Copy every line of the listing exactly.

Named object pointing entries:
--------------------------------

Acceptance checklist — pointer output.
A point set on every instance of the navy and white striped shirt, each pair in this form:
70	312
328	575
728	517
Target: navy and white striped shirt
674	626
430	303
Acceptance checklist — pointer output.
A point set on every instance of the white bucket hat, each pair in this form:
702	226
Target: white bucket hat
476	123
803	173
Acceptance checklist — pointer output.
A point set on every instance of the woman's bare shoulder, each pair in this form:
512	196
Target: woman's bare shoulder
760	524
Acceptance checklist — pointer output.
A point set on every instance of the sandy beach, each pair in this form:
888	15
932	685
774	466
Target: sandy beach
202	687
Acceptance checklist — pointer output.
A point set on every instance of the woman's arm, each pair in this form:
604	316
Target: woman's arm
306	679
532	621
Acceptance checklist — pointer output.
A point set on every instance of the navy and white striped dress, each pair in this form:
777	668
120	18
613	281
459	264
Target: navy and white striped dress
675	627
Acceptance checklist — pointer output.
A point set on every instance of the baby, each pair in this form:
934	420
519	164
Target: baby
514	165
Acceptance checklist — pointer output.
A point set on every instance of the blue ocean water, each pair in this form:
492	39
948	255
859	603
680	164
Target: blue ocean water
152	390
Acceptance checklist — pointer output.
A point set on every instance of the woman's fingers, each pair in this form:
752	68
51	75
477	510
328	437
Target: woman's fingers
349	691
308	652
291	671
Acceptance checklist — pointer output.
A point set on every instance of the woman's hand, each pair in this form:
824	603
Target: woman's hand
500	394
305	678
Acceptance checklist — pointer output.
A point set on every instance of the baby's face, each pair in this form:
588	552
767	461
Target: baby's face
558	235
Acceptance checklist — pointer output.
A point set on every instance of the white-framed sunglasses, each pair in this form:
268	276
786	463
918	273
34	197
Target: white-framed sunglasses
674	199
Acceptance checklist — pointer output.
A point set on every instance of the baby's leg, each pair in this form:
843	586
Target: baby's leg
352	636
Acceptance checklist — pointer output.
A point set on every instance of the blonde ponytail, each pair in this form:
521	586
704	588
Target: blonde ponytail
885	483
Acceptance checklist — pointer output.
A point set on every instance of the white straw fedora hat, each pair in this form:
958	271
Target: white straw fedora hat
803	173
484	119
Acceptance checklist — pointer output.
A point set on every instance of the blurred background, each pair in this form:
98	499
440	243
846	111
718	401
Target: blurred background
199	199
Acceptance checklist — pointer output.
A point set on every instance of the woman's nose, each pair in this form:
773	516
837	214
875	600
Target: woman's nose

--------------------------------

**PROBLEM SOLUTION**
Acceptance checklist — pointer output.
A point set on every instance of the navy and white striped shirt, each pair in this form:
70	312
328	575
728	517
Target: navy and white striped shirt
674	626
430	303
Acceptance checklist — pointer output.
A point set on every instance of the white bucket hat, each pair in this form:
702	226
Target: white bucket hat
476	123
803	173
Acceptance checklist — pointer output.
A point set on every instance of the woman's bare shoulder, each pair in this form:
512	196
Target: woman's bare shoulder
760	524
Acceptance checklist — pointer output.
A point set on every instance of the sandy beach, each pair in this form:
888	15
932	685
774	466
Target: sandy beach
202	687
Acceptance checklist — pointer output.
A point set on every instance of the woman's arm, each pair in this form:
604	316
Target: woman's arm
306	679
532	621
Acceptance checklist — pointer output.
A point set on every instance of the navy and white striped dress, each pair in this form:
777	668
120	18
613	281
459	264
Target: navy and white striped dress
675	627
Acceptance checklist — pointer output.
A point set on every instance of the baby, each pair in this form:
934	420
519	164
Target: baby
514	165
Acceptance checklist — pointer output.
A point set on every instance of the blue ocean water, each pair in this form:
492	39
948	255
859	603
680	164
Target: blue ocean water
152	390
Acceptance checklist — pointer output.
A point set on every instance of the woman's fingers, each pair in this form:
752	68
51	75
477	510
328	437
Target: woman's fingers
349	691
308	652
291	671
Acceptance checklist — pointer output.
A point set on every instance of the woman's hand, each pair in this form:
824	603
Target: woman's hand
500	394
305	678
Acceptance checklist — pointer output.
A point set on every instance of the baby's face, each pair in this form:
588	552
767	461
Target: baby's face
558	235
Acceptance checklist — pointer output.
A point set on every instance of the white-framed sunglasses, each pair in this form:
268	276
786	463
918	273
34	197
Target: white-framed sunglasses
674	199
Acceptance checklist — pointer output.
A point set on every instance of the baby's leg, each pair in this form:
843	586
Target: baby's leg
352	636
Acceptance checklist — pointer output.
A point set on every instance of the blonde ponytail, each pair in this form:
521	586
704	588
Target: blonde ponytail
885	483
Acceptance checklist — pointer output.
A point set on every instance of the white straw fedora hat, each pair in this form:
958	271
Target: white straw fedora hat
803	173
484	119
Acceptance checklist — pointer output.
A point set on every instance of the blurred background, each pair in this form:
98	499
440	243
846	111
718	401
Target: blurred background
199	199
Acceptance checklist — pointer output.
A point set on every instance of the woman's nose, each pair in this form:
773	516
837	214
875	600
Target: woman's nose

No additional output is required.